Aim
Copy out each of the rows below word for word, keeping every line as it is.
:: Recorded information ::
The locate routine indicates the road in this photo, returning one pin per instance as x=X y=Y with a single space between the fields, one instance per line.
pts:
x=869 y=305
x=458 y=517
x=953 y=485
:::
Task response
The locate routine indicates the road in this photo, returning one pin per instance as x=X y=Y with a single space between the fields, one instance per line.
pts:
x=869 y=305
x=458 y=517
x=953 y=485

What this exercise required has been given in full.